**TEXT BLOCK:**
General Member
I am a child and adolescent psychiatrist practicing in Providence, R.I. I am currently the site training director and director of adolescent services at Brown Medical School–affiliated Bradley Hospital. I provide academic teaching and supervision to medical students, adult psychiatry residents, child and adolescent psychiatry fellows, and triple-board residents. I am responsible for the clinical care and administrative oversight of a 24-bed adolescent inpatient unit and a 10-bed adolescent partial hospital program. I am also the consulting editor of the Child and Adolescent Psychiatric Clinics of North America and president of the Rhode Island Council for Child and Adolescent Psychiatry.
It is an honor to be running for the ECP trustee position. Since becoming a medical student member of APA in 1999, I have had the pleasure of learning from and working with many of you. The opportunity to network with and receive mentorship from senior APA members has been critical as I developed my own professional identity and thought about what my own career path would be.
I cannot think of a more crucial time for APA to be on the mark with its policies and its actions. With questions regarding conflicts of interest with pharmaceutical companies, with Scientology's traveling road show about the horrors of our profession, with psychologists pushing scope-of-practice legislation in multiple states, with patients finding it harder to access our services, and with reimbursement rates ever diminishing—we need to elect people with proven leadership.

**DATA TO EXAMINE:**
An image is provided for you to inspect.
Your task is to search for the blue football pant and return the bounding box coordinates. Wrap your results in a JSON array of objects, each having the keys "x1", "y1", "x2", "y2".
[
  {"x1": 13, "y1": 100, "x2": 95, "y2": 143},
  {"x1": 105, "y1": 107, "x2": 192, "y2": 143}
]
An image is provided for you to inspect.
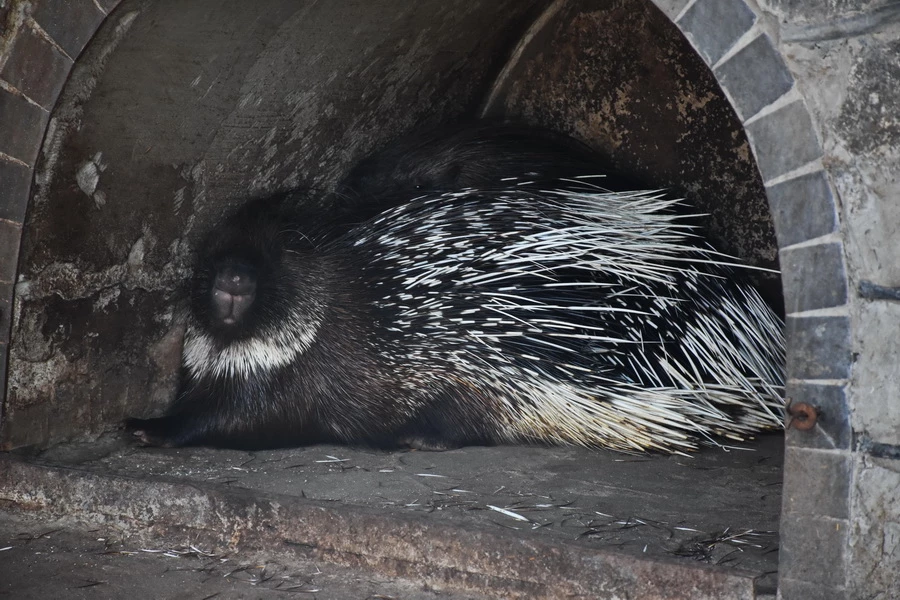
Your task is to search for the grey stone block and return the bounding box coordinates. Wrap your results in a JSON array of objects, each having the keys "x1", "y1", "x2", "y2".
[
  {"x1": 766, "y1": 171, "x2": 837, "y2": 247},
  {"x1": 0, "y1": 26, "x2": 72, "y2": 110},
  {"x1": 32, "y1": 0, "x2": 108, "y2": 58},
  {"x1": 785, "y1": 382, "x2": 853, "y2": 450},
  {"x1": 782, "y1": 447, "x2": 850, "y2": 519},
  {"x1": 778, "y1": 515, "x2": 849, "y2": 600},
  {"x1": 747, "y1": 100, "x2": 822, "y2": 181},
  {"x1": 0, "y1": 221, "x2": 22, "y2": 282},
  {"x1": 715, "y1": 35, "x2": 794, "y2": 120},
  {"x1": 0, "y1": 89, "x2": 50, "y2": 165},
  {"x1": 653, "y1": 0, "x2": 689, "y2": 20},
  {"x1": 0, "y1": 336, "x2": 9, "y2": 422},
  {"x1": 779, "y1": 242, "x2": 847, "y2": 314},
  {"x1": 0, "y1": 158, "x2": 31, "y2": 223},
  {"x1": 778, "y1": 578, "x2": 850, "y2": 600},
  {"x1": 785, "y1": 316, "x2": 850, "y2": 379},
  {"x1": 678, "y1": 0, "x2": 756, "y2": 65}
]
==
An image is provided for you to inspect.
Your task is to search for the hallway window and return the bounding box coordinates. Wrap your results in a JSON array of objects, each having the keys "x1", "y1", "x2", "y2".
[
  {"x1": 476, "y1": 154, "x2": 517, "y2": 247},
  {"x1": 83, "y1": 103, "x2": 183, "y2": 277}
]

**WORK REQUEST 1:** From the candidate statement, output the passage that begins at the words "It is an honor" and stops after "path would be.", copied word for word.
**WORK REQUEST 2:** According to the candidate statement, in what year did the writer become a medical student member of APA?

**TASK RESULT 1:**
It is an honor to be running for the ECP trustee position. Since becoming a medical student member of APA in 1999, I have had the pleasure of learning from and working with many of you. The opportunity to network with and receive mentorship from senior APA members has been critical as I developed my own professional identity and thought about what my own career path would be.

**TASK RESULT 2:** 1999